◆ INSTRUCTIONS TO FOLLOW:
Pictures do not belong in the output. Reproduce exactly the lines from the start of the records through the line with "box: [17, 35, 178, 209]".

◆ DATA RECORDS:

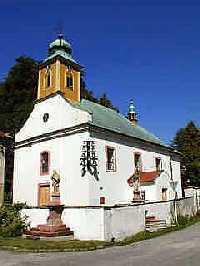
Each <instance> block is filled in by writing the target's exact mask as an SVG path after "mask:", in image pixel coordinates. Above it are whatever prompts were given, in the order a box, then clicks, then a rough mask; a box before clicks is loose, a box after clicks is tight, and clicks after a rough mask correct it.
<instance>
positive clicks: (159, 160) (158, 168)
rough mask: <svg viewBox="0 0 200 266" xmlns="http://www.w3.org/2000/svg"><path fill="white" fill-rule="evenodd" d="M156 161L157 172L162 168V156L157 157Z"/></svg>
mask: <svg viewBox="0 0 200 266" xmlns="http://www.w3.org/2000/svg"><path fill="white" fill-rule="evenodd" d="M155 163H156V172H161V170H162V162H161V159H160V158H156V159H155Z"/></svg>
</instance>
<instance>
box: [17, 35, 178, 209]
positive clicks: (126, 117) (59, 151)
mask: <svg viewBox="0 0 200 266" xmlns="http://www.w3.org/2000/svg"><path fill="white" fill-rule="evenodd" d="M82 71H83V69H82V67H81V65H80V64H79V63H77V61H76V60H75V59H74V58H73V56H72V48H71V45H70V44H69V43H68V42H67V41H66V40H65V39H64V38H63V36H62V35H59V36H58V38H57V39H56V40H55V41H54V42H52V43H50V45H49V51H48V57H47V58H46V59H45V60H44V61H43V62H42V63H41V65H40V69H39V81H38V94H37V100H36V102H35V105H34V109H33V111H32V113H31V114H30V116H29V118H28V119H27V121H26V122H25V124H24V126H23V127H22V128H21V130H20V131H19V132H18V133H17V134H16V138H15V162H14V183H13V200H14V202H26V203H27V204H28V205H30V206H37V207H43V206H47V205H48V204H49V202H52V201H53V202H56V203H58V204H62V205H64V206H71V207H73V206H81V207H84V206H85V207H87V206H114V205H123V204H134V203H135V202H144V201H145V202H148V201H152V202H153V201H167V200H171V199H174V198H175V197H176V198H180V197H182V190H181V176H180V156H179V153H177V152H176V151H174V150H173V149H172V148H170V147H169V146H167V145H165V144H164V143H163V142H162V141H161V140H160V139H158V138H157V137H156V136H154V135H153V134H151V133H150V132H148V131H147V130H146V129H144V128H142V127H141V126H140V125H139V122H138V121H137V113H136V110H135V106H134V104H133V102H132V101H131V102H130V106H129V110H128V115H127V117H125V116H124V115H122V114H120V113H118V112H116V111H115V110H112V109H109V108H106V107H104V106H102V105H99V104H97V103H94V102H91V101H88V100H85V99H81V98H80V77H81V72H82ZM131 96H132V95H131ZM127 109H128V108H127ZM158 126H159V125H158Z"/></svg>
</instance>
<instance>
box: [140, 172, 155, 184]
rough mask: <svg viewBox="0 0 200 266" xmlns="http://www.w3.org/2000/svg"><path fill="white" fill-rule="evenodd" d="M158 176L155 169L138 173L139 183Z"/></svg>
mask: <svg viewBox="0 0 200 266" xmlns="http://www.w3.org/2000/svg"><path fill="white" fill-rule="evenodd" d="M158 176H159V173H158V172H156V171H154V172H142V173H141V175H140V183H146V182H153V181H155V179H156V177H158Z"/></svg>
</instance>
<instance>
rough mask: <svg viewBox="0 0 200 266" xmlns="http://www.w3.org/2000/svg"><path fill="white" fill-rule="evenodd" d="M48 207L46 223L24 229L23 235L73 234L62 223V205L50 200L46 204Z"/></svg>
mask: <svg viewBox="0 0 200 266" xmlns="http://www.w3.org/2000/svg"><path fill="white" fill-rule="evenodd" d="M47 207H48V208H49V216H48V218H47V223H46V224H41V225H38V226H37V227H33V228H31V229H30V230H27V231H25V235H26V236H29V237H32V238H34V237H59V236H69V235H73V232H72V231H70V228H69V227H66V225H65V224H63V222H62V219H61V215H62V212H63V205H58V204H57V203H56V202H51V203H49V204H48V206H47Z"/></svg>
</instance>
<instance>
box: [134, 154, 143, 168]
mask: <svg viewBox="0 0 200 266" xmlns="http://www.w3.org/2000/svg"><path fill="white" fill-rule="evenodd" d="M134 161H135V171H136V172H140V171H141V170H142V160H141V154H140V153H135V154H134Z"/></svg>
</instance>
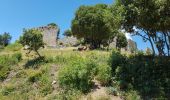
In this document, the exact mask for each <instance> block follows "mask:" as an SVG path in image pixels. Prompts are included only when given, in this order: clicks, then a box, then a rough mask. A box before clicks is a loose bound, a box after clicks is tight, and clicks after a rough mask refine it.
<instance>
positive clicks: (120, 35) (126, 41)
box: [116, 32, 127, 50]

◆ YOUR SOLUTION:
Each <instance> block is filled in by writing the target's exact mask as an SVG path after "mask:", in image pixel coordinates. Above it are whatever prompts were given, in the order a box, then clicks, then a rough mask; a box before clicks is loose, a box after clicks is tight, and clicks after a rough mask correct it.
<instance>
positive clicks: (159, 160) (158, 168)
rough mask: <svg viewBox="0 0 200 266" xmlns="http://www.w3.org/2000/svg"><path fill="white" fill-rule="evenodd" d="M156 161L157 172L162 168V156L157 157Z"/></svg>
mask: <svg viewBox="0 0 200 266" xmlns="http://www.w3.org/2000/svg"><path fill="white" fill-rule="evenodd" d="M155 163H156V172H161V170H162V162H161V159H160V158H156V159H155Z"/></svg>
</instance>
<instance>
box: [17, 35, 178, 209]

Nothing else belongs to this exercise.